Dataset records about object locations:
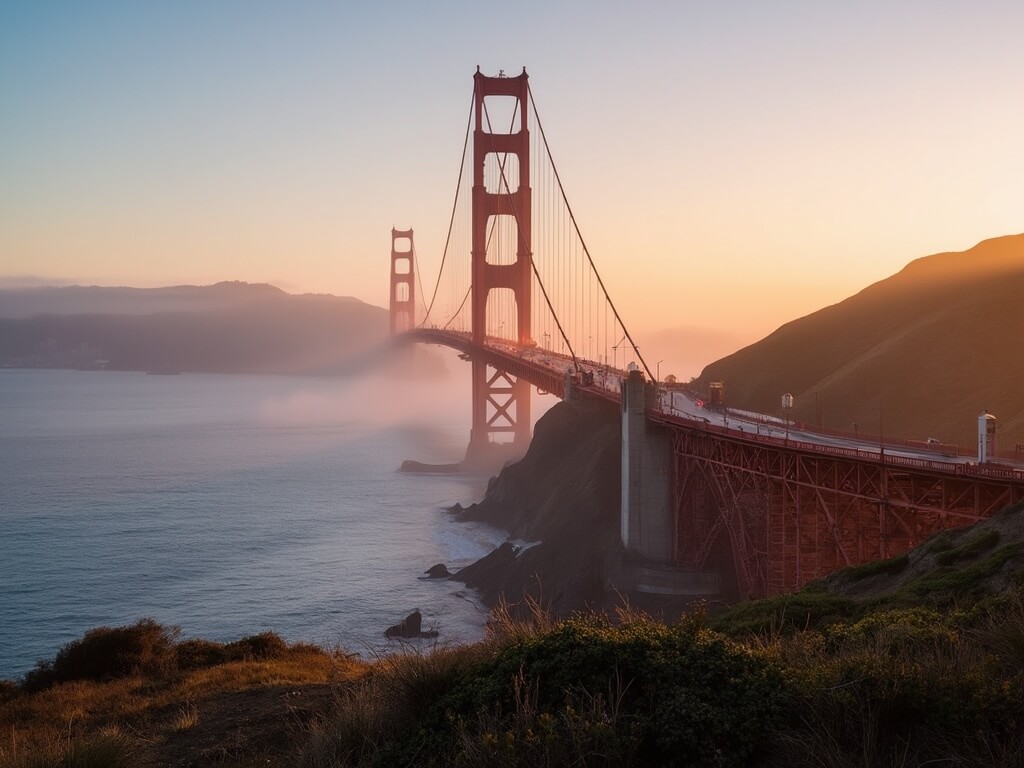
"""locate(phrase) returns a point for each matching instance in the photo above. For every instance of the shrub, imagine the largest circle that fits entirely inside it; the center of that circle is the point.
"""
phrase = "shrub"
(684, 695)
(110, 749)
(263, 646)
(786, 613)
(197, 654)
(108, 653)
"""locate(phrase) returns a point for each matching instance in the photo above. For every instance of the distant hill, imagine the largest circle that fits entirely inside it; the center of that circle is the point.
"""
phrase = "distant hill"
(225, 328)
(926, 349)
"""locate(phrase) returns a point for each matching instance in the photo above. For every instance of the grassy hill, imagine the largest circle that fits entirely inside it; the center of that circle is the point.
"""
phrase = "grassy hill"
(915, 660)
(919, 354)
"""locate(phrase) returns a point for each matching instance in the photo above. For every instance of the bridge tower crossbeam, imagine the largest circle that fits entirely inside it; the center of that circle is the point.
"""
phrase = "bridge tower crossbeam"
(501, 401)
(401, 307)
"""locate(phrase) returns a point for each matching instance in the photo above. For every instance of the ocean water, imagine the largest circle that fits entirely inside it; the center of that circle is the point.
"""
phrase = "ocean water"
(229, 505)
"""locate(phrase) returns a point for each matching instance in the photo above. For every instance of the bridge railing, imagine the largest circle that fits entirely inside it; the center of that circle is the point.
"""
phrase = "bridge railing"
(863, 454)
(548, 369)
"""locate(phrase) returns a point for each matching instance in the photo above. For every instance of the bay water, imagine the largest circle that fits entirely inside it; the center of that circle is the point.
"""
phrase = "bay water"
(230, 505)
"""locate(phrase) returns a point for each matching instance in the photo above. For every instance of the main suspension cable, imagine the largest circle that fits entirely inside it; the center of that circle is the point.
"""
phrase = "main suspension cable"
(518, 223)
(586, 251)
(455, 204)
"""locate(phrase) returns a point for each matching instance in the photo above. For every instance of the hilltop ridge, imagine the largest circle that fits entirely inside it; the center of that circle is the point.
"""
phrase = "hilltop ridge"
(918, 354)
(229, 327)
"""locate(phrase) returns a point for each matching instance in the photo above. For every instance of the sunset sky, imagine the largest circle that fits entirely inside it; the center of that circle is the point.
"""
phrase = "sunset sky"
(731, 165)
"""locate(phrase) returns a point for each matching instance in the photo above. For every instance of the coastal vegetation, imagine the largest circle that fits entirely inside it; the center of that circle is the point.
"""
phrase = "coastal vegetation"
(928, 666)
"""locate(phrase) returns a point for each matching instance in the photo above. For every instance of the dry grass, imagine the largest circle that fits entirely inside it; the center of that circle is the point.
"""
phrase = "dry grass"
(58, 720)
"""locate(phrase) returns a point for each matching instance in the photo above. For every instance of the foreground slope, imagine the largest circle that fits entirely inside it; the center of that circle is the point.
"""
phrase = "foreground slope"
(919, 354)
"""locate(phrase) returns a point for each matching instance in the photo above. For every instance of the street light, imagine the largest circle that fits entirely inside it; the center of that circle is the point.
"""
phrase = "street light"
(786, 408)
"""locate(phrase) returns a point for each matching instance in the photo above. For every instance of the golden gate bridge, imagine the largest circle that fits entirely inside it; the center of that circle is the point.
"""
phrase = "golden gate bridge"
(706, 491)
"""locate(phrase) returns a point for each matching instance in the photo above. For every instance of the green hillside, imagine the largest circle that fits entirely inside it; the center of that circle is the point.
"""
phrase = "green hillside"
(919, 354)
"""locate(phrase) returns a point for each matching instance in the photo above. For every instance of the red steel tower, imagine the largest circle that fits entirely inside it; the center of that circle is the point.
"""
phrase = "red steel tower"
(402, 306)
(501, 402)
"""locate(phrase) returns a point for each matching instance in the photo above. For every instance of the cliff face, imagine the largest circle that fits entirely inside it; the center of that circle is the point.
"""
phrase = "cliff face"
(565, 494)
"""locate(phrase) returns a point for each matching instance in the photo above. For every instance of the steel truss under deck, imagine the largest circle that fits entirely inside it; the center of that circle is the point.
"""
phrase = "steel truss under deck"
(786, 515)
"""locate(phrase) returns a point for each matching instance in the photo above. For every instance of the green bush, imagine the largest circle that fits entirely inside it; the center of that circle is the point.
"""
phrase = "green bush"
(808, 608)
(683, 695)
(109, 652)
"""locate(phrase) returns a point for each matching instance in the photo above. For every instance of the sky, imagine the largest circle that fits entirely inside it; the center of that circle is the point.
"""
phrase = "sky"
(732, 165)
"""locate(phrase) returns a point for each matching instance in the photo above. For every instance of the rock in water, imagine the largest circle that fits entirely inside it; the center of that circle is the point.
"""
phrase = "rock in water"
(410, 627)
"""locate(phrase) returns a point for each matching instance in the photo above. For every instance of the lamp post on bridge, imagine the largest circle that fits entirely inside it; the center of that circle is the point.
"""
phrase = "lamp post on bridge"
(786, 408)
(614, 352)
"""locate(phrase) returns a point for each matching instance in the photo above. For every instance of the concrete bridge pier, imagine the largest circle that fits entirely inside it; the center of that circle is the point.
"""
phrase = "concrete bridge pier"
(648, 513)
(646, 520)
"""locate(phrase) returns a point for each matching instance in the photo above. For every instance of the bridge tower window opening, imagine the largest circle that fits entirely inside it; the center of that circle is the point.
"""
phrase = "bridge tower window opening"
(401, 310)
(501, 173)
(502, 210)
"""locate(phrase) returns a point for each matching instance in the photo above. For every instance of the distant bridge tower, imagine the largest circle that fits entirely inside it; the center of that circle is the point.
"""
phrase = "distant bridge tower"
(501, 402)
(402, 306)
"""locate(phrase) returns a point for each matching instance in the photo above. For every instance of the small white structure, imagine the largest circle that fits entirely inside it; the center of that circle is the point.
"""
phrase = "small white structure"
(986, 437)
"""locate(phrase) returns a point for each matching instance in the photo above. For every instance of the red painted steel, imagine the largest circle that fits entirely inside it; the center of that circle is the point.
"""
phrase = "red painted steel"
(778, 513)
(501, 400)
(402, 304)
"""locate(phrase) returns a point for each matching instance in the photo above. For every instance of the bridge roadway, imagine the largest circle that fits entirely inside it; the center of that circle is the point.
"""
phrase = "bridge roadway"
(769, 505)
(681, 408)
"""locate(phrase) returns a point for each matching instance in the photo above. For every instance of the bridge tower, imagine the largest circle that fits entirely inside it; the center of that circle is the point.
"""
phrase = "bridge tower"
(402, 304)
(501, 402)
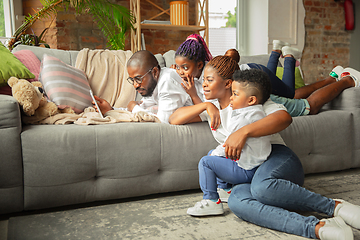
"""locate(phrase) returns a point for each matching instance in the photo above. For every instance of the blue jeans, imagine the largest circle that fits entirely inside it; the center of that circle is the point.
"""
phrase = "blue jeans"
(289, 69)
(276, 186)
(215, 171)
(295, 107)
(285, 87)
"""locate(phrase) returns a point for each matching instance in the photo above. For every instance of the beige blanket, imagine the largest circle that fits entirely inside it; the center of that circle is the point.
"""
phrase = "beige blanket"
(107, 74)
(91, 117)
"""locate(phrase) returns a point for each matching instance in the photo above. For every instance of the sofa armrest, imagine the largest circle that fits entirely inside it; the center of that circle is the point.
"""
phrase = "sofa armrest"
(11, 177)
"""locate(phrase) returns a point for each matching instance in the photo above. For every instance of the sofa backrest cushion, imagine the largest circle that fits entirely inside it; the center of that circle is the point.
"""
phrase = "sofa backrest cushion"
(31, 62)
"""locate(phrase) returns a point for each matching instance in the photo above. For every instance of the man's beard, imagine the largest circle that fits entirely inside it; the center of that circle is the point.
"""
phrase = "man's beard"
(149, 91)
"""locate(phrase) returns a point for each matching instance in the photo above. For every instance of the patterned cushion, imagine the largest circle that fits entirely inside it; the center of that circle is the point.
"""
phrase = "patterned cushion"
(65, 85)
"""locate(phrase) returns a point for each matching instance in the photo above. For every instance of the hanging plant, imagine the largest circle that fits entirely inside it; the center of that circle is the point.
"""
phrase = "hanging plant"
(112, 19)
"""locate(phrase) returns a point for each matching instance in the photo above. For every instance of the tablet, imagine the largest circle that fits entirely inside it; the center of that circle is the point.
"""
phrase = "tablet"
(97, 106)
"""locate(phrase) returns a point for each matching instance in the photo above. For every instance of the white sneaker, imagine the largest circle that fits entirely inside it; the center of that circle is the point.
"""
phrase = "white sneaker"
(353, 74)
(278, 44)
(223, 195)
(335, 229)
(206, 207)
(336, 72)
(292, 51)
(350, 213)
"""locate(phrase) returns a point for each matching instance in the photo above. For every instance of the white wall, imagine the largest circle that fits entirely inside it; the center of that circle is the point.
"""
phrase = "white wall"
(355, 39)
(253, 27)
(262, 21)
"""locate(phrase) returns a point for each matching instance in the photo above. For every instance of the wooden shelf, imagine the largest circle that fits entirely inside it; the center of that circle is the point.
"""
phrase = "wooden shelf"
(172, 27)
(202, 15)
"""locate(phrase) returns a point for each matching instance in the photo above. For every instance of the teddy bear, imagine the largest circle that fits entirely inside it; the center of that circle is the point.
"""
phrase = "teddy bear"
(32, 101)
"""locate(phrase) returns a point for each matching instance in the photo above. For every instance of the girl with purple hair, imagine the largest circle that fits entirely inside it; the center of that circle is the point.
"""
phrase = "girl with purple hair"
(191, 58)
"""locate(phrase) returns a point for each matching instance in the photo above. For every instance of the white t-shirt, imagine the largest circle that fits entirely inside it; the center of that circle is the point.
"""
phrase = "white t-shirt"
(198, 85)
(269, 107)
(255, 150)
(168, 96)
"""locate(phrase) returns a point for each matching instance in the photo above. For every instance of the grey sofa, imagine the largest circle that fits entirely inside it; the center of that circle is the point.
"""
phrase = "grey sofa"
(44, 166)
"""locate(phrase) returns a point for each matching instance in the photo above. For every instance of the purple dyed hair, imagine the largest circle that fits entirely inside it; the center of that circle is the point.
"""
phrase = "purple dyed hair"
(194, 48)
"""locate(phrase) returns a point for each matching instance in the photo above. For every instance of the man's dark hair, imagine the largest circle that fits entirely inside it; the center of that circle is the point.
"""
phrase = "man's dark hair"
(258, 82)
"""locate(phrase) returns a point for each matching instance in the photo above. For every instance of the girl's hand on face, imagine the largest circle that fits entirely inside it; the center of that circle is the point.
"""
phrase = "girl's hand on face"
(234, 144)
(214, 114)
(189, 85)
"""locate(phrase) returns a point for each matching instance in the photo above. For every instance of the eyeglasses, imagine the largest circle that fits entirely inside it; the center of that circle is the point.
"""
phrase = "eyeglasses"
(138, 80)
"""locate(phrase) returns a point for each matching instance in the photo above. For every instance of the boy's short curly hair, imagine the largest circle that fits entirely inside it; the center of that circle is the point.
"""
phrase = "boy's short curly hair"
(256, 81)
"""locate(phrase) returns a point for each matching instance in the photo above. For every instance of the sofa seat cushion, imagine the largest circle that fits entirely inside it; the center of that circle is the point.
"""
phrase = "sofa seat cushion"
(76, 164)
(312, 140)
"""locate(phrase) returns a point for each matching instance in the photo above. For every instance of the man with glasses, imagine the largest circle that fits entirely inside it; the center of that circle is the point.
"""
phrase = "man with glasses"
(160, 87)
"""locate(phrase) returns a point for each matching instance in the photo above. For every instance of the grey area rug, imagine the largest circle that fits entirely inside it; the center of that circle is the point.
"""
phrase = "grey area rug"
(164, 217)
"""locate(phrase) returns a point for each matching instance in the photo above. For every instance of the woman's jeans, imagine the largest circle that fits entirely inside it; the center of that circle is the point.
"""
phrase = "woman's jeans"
(216, 171)
(275, 187)
(286, 86)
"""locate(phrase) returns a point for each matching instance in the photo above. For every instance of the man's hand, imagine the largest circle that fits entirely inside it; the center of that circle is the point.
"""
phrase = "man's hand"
(103, 105)
(132, 104)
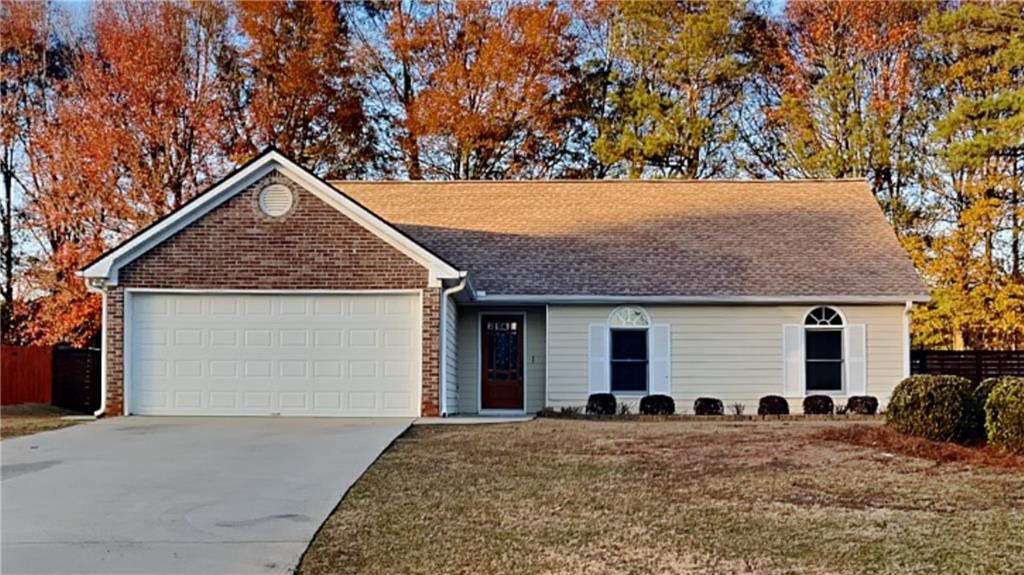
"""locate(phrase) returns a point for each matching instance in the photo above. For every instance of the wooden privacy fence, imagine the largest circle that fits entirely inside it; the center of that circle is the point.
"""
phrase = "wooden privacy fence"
(975, 365)
(64, 377)
(26, 374)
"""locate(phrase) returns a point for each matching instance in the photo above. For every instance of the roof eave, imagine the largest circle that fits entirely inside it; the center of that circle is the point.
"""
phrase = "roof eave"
(697, 300)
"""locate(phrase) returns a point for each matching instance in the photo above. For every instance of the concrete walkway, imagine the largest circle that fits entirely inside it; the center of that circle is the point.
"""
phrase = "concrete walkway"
(178, 494)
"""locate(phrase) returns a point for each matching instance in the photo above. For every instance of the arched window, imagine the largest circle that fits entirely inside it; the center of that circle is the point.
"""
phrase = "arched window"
(823, 346)
(823, 316)
(628, 325)
(629, 316)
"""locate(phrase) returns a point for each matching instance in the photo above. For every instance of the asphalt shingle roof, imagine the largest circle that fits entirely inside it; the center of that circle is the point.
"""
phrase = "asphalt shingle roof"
(615, 237)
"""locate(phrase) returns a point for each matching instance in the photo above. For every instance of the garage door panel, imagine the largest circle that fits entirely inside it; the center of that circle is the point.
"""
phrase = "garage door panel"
(260, 354)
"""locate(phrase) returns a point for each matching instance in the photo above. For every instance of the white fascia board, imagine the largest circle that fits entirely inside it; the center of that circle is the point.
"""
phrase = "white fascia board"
(696, 300)
(107, 267)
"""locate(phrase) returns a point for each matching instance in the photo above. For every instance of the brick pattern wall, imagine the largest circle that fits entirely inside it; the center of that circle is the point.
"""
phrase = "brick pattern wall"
(430, 406)
(237, 247)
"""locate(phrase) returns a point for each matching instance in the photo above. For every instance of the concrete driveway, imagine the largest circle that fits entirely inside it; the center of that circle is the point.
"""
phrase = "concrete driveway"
(178, 494)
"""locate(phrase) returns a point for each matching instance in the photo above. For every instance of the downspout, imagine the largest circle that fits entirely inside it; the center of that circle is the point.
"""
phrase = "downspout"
(907, 309)
(443, 347)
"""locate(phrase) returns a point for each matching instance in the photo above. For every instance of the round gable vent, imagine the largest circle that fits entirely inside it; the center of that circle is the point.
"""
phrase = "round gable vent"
(275, 200)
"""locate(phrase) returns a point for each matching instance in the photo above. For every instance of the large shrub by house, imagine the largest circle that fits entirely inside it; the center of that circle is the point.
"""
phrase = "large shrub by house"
(1005, 414)
(938, 407)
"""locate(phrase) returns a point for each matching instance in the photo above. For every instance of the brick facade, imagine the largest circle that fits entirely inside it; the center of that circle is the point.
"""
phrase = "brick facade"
(237, 247)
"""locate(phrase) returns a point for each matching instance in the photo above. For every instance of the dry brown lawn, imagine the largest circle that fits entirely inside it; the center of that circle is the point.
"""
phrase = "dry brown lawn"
(32, 417)
(574, 496)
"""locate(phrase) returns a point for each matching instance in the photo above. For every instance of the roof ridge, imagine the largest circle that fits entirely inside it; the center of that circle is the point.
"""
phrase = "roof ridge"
(596, 181)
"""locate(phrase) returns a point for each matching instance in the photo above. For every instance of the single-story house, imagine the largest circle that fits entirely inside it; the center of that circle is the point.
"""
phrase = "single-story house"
(279, 293)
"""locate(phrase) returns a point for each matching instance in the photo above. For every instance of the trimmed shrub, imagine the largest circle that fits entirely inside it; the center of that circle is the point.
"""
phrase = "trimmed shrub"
(818, 405)
(657, 405)
(937, 407)
(979, 399)
(773, 405)
(601, 404)
(862, 404)
(1005, 414)
(709, 406)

- **WHAT YOU SHOULD DO**
Give back exactly the lines from the one containing "of the large" to the end of the material, both ends included.

- **EXERCISE OUTPUT**
"""locate(phrase) returns a point for each matching instance in the photo above. For every instance of the large shrub by house, imagine the largest circle that fits entirely inside it; the center of that circle is the point.
"""
phrase = "large shrub by house"
(1005, 414)
(938, 407)
"""locate(phrase) returns a point for each matching instance in the photo above. For every instance of the brick facade, imagine the largest circle that fits entirely inside it; the center of that circle is the point.
"""
phrase = "brick facade"
(237, 247)
"""locate(phrase) returns a point for each matching instance in the photo above. For every instance of the dry brown lawn, imagine the largest circle that fits entirely inside it; the center of that circle is the point.
"""
phrase = "dry brown lawn"
(32, 417)
(574, 496)
"""locate(phrase) returns a point for each matching instance in the photo above. For every instance of the roof ridge, imagine the largest circle that fits entirely inside it; the center of that circle is the point.
"""
phrase = "roof ridge"
(596, 181)
"""locate(phrase) returns a point for each matching instance in the photo above. For every instance of the single-story house, imagine the largest circle that fits entirely inside it; the center of that circle is the point.
"""
phrase = "single-story house"
(279, 293)
"""locate(phrase) returns a point for each matching instance in the photo above. For every instance of the trimmed shrub, imagine the largest circle that fits entirely inside it; the center of that circle is the point.
"""
phrase = "trimmed shrub"
(818, 405)
(657, 405)
(937, 407)
(979, 399)
(773, 405)
(601, 404)
(862, 404)
(1005, 414)
(709, 406)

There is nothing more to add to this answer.